::: SOURCE PASSAGE :::

Does 2020 stand alone as a singular event, or an inevitable outcome seeded somewhere in the past? Surely the march of history can be much like a chicken-egg proposition.

Mention 1776 and thoughts gravitate to the Continental Congress, the Declaration of Independence, and the emergence of General George Washington. But that struggle for freedom actually began at the end of the French and Indian War. 

As for 1865, when the guns silenced at Appomattox Courthouse, Robert E Lee’s surrender affirmed America as a nation-state. But thirty years earlier, President Andrew Jackson’s administration had sparked the eventual war over the issue of slavery. Thinly disguised as the doctrine of states’ rights, the intractable argument of slavery festered. The “Peculiar Institution” is, was, and always be the cause of that bloodbath. In point of fact the fury of one man, John C Calhoun, South Carolina Senator, and former vice president, lit the fuse of war thirty years before Fort Sumpter.

::: AVAILABLE DATA :::

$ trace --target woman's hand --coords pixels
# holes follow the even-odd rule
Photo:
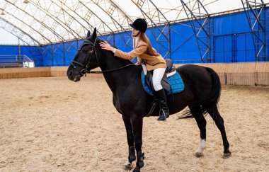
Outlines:
[[[106,50],[108,51],[113,51],[115,48],[111,47],[108,42],[100,42],[100,46],[101,47],[102,49]]]
[[[135,65],[139,66],[139,65],[142,65],[142,64],[137,62],[135,64]]]

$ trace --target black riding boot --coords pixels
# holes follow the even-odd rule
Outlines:
[[[163,89],[156,91],[158,96],[159,105],[160,105],[160,114],[158,120],[166,120],[169,117],[169,109],[167,105],[166,94]]]

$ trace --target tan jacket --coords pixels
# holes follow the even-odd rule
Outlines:
[[[133,42],[134,50],[129,52],[124,52],[117,49],[114,56],[125,59],[130,59],[137,57],[137,61],[139,62],[144,61],[146,63],[146,67],[148,71],[151,71],[157,68],[166,67],[166,61],[160,54],[157,53],[155,49],[153,48],[153,50],[156,56],[149,55],[147,50],[148,46],[146,42],[141,39],[138,40],[136,45],[134,45],[134,39],[133,40]]]

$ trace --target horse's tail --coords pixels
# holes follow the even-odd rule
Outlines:
[[[220,83],[219,75],[211,68],[205,67],[205,69],[210,75],[211,79],[212,81],[212,90],[206,98],[194,103],[195,104],[200,105],[200,110],[204,116],[205,116],[208,112],[213,110],[213,108],[217,105],[222,91],[222,84]],[[193,116],[191,114],[190,110],[187,110],[183,112],[183,116],[178,117],[178,119],[193,117]]]

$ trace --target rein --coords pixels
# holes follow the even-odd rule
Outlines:
[[[97,63],[98,64],[98,66],[100,66],[99,65],[99,62],[98,62],[98,58],[97,57],[97,53],[96,53],[96,51],[95,50],[96,40],[97,40],[97,39],[96,39],[96,40],[94,41],[94,43],[91,42],[89,40],[84,40],[84,42],[81,45],[81,48],[79,48],[78,50],[80,50],[81,49],[81,47],[83,47],[83,45],[85,45],[85,44],[89,44],[89,45],[91,45],[93,46],[93,50],[90,52],[88,56],[87,56],[87,57],[85,59],[85,62],[88,61],[87,64],[86,65],[86,67],[83,68],[80,71],[80,72],[79,72],[79,74],[81,74],[81,76],[85,75],[85,76],[86,76],[86,74],[87,74],[87,73],[88,74],[102,74],[103,72],[108,72],[108,71],[113,71],[120,70],[120,69],[124,69],[124,68],[125,68],[127,67],[129,67],[129,66],[135,66],[134,64],[127,64],[127,65],[125,65],[124,67],[119,67],[119,68],[117,68],[117,69],[108,69],[108,70],[103,70],[103,71],[91,71],[91,70],[88,70],[88,65],[90,64],[91,58],[92,55],[93,55],[93,52],[96,55],[96,60],[97,60]],[[81,64],[79,62],[77,62],[76,61],[72,61],[70,63],[71,64],[73,64],[73,66],[74,66],[73,68],[76,69],[76,66],[75,64],[78,64],[79,66],[81,66],[82,67],[84,67],[84,65],[82,64]]]

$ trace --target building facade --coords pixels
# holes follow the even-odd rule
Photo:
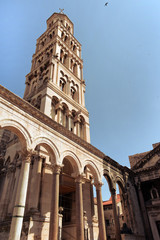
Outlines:
[[[81,44],[70,19],[54,13],[37,39],[24,99],[0,86],[0,239],[106,240],[103,176],[115,239],[146,239],[137,173],[90,144],[84,94]]]

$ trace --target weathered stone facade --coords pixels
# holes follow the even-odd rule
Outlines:
[[[137,170],[90,144],[81,45],[73,33],[70,19],[54,13],[37,40],[24,99],[0,86],[2,240],[106,240],[103,176],[112,196],[115,238],[145,239]]]

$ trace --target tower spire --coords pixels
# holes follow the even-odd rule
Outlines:
[[[48,18],[47,30],[37,39],[24,99],[90,142],[81,44],[63,10]]]

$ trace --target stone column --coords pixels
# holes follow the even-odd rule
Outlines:
[[[79,118],[78,115],[75,116],[74,123],[75,123],[75,127],[76,127],[76,133],[75,134],[78,137],[80,137],[80,118]]]
[[[18,186],[18,182],[19,182],[19,175],[20,175],[20,167],[21,167],[21,161],[18,161],[16,164],[16,173],[15,173],[15,185],[14,185],[14,189],[13,189],[13,194],[12,194],[12,199],[10,201],[10,204],[8,206],[8,213],[12,214],[13,212],[13,207],[14,207],[14,203],[15,203],[15,198],[16,198],[16,191],[17,191],[17,186]]]
[[[67,111],[67,117],[68,117],[68,130],[71,130],[72,128],[72,112],[70,110]]]
[[[62,104],[58,103],[56,105],[56,110],[57,110],[57,122],[59,124],[63,125],[63,115],[62,115],[63,106],[62,106]]]
[[[93,194],[93,183],[92,180],[90,182],[90,196],[91,196],[91,216],[94,218],[95,212],[94,212],[94,194]]]
[[[76,240],[84,240],[82,180],[81,175],[76,178]]]
[[[51,218],[50,218],[50,240],[58,239],[58,225],[59,225],[59,175],[61,171],[59,165],[55,165],[53,168],[53,186],[52,186],[52,206],[51,206]]]
[[[119,224],[119,217],[117,214],[116,190],[114,188],[111,189],[111,196],[112,196],[112,207],[113,207],[116,240],[120,240],[121,239],[120,224]]]
[[[12,199],[12,189],[14,184],[15,165],[10,163],[7,168],[6,180],[2,192],[0,204],[0,219],[4,220],[8,213],[8,207]]]
[[[105,229],[105,222],[104,222],[101,186],[102,186],[102,183],[95,184],[96,193],[97,193],[99,240],[106,240],[106,229]]]
[[[29,179],[29,170],[30,170],[30,158],[31,154],[27,153],[25,159],[22,162],[20,178],[18,182],[18,188],[16,193],[15,206],[13,210],[9,240],[20,240],[27,188],[28,188],[28,179]]]
[[[31,212],[38,212],[39,203],[39,193],[40,193],[40,183],[41,183],[41,171],[42,171],[42,161],[43,156],[34,156],[34,167],[33,175],[31,181],[31,195],[30,195],[30,210]]]
[[[139,201],[140,201],[140,206],[141,206],[141,211],[142,211],[142,218],[143,218],[143,222],[144,222],[146,240],[150,240],[150,239],[153,239],[153,236],[152,236],[151,229],[150,229],[149,219],[148,219],[147,210],[145,207],[145,202],[144,202],[140,182],[138,182],[138,196],[139,196]]]
[[[66,83],[66,93],[71,97],[71,77],[68,77],[68,81]]]

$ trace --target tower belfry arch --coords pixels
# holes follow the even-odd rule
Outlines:
[[[37,39],[31,71],[26,76],[24,99],[90,142],[81,44],[74,37],[74,25],[63,10],[48,18],[47,30]],[[57,104],[52,104],[53,98],[58,99]]]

:::

--- EXERCISES ---
1. Answer these questions about the passage on American history:
(a) When does the passage say the struggle for freedom associated with 1776 actually began?
(b) Whose surrender at Appomattox Courthouse affirmed America as a nation-state?
(c) Which South Carolina Senator and former vice president does the passage say lit the fuse of war?
2. Proceed with the passage on American history, picking up right after its final sentence.

--- RESULTS FOR EACH TASK ---
1.
(a) At the end of the French and Indian War.
(b) Robert E Lee's.
(c) John C Calhoun.

2.
As to the folly of Trumpism, arguably the roots are deeply burrowed in America’s collective past. Author, and historian Bruce Catton, wrote about a “rowdyism” embedded in the American psyche. Though Catton used that term in the context of the Civil War, his sentiment still resonates in the 21st Century, i.e., Proud Boys, and the like. 

Closer to today, the Cold War seems to have honed much of the Far Right’s paranoia. The John Birch Society, for example, organized in the late 1950’s escalating anti-Communist agitation. Senator Joe McCarthy rode to fame on that same pall of fear, (with Roy Cohen at his elbow) only to fail when he went too far.

But the presidential election of 1964 seems to mark the most distinct shift toward the defiant opposition that fuels Trump-land.

Vietnam, in 1964 had not blown up yet. JFK had been murdered the previous fall, and his Vice President, turned successor, Lyndon Johnson was the choice of a grieving Democratic Party. The GOP fielded four major candidates in the primaries: three moderates and the ultra conservative, Barry Goldwater of Arizona. Senator Goldwater gained the nomination that summer with help from two men, conservative writer Richard Viguerie and actor Ronald Reagan.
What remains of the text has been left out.